■ Given task 1 ■
Repeat the passage of the commentary on Romney and Trump word for word, starting with "I’ve wondered if" and going on through "will die on.".
■ Given task 2 ■
Answer these questions from the commentary on Romney and Trump:
(a) Who called on Romney to challenge Trump in the GOP primaries?
(b) By what percentage does the commentary picture Trump crushing his rivals in the primaries?
(c) What will the Christian Scolds put down, according to the commentary?
■ Given task 3 ■
Extend the commentary on Romney, Trump and the Christian Scolds with the next part, beginning after its last sentence.

I’ve wondered if Romney is really human, or if he’s some liquid metal Terminator, which shape-shifts according to the last public opinion poll it has touched. There is one consistent theme in Romney’s character, though. Ambition. He wants to accumulate power, and rise in the ranks. He’s not sure what he would do with that power. He might not even care. He just knows he wants to exercise it. And Trump stands in his way. So count on Romney as a staunch, principled critic of whoever has what he wants. That’s a hill he will die on.
Bill Kristol called on Romney to challenge Trump in the GOP primaries, for the “honor” of the Republican party or something. I hope he does. The more the merrier, in fact. It would be smart for Trump to schedule a dozen or so debates with whatever shadowy ghosts of the legacy GOP plan to run against him. That way the Democrats won’t eat up all the media oxygen with their rugby team of candidates. Instead, we can watch Trump bat around John Kasich, William Weld, and maybe Mitt, like a cat toying with mice. And crush them in primaries by 90 percent to 4, 3, and .05 percent. Over and over again. That at least would keep things fun.
The Christian Scolds
Perhaps the most irritating part of the upcoming election season will be the return of the Christian Scolds. These men will put down their knitting to remind us that they are shocked, shocked to learn that faithful Christians are willing to vote for … a man like that! They will warn us that we’ll frighten the children if we carry on this way … that Millennials and younger are appalled at President Trump.

■ Source material ■
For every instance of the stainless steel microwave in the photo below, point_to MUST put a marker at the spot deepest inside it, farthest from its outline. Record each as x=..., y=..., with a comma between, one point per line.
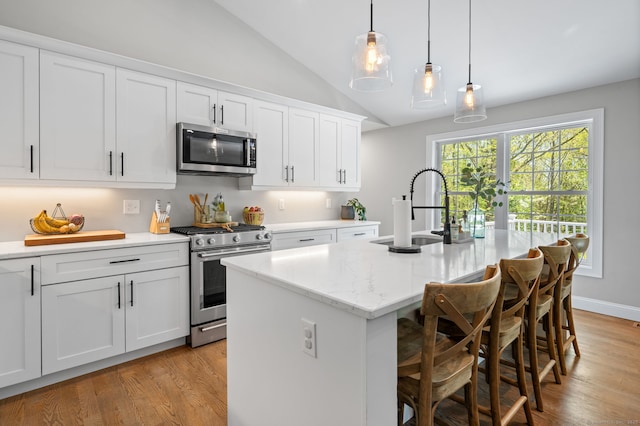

■ Written response 1 ■
I’ve wondered if Romney is really human, or if he’s some liquid metal Terminator, which shape-shifts according to the last public opinion poll it has touched. There is one consistent theme in Romney’s character, though. Ambition. He wants to accumulate power, and rise in the ranks. He’s not sure what he would do with that power. He might not even care. He just knows he wants to exercise it. And Trump stands in his way. So count on Romney as a staunch, principled critic of whoever has what he wants. That’s a hill he will die on.

■ Written response 2 ■
(a) Bill Kristol
(b) 90 percent
(c) Their knitting

■ Written response 3 ■
We will lose them forever for Christ if we don’t renounce this public sinner. No matter that he has done more for the pro-life movement than any president since Reagan. Nor that he takes seriously religious liberty at home, and the fate of persecuted Christians abroad. Nor that the economy surged under his policies, giving jobs to tens of thousands of the poor. Not even that for the first time, again, since Reagan, the Christian Right actually wields some influence over policy. Instead being fobbed off with tiny scraps and completely ignored. As happened to Christians since 1996, when our leaders sold out to Bob Dole for a mess of pottage, through 2016, when Trump’s political isolation made him need us.
None of that matters. In fact, it is tacky, brutish, and worldly for anyone to point it out. It suggests that Christians want to … win some battles and have an impact on what actually happens in the world. This fallen, fallen world, so dirty and sinful, it almost seems beneath us to worry about it. We’re not supposed to win, don’t you understand? The whole point of Christianity is losing, but doing so graciously, with damp eyes and a noble, faraway look on our faces. We can’t ally ourselves with worldly men who want to save something as sordid as a concrete, actual country. We’re citizens of Heaven!
At this point you might feel tempted to break the news: Government is a seedy business anyway. It’s all about who gets to point the bayonets of the State and govern its prisons. You wouldn’t and shouldn’t expect people who aspire to that to be the very best kind of person. You’ll usually be disappointed. Elections aren’t about finding some idealized replacement father figure for the country. Instead, they’re the grim business of deciding which ratcatcher you send out to handle pest control.
But don’t say that. You might make the poor men cry.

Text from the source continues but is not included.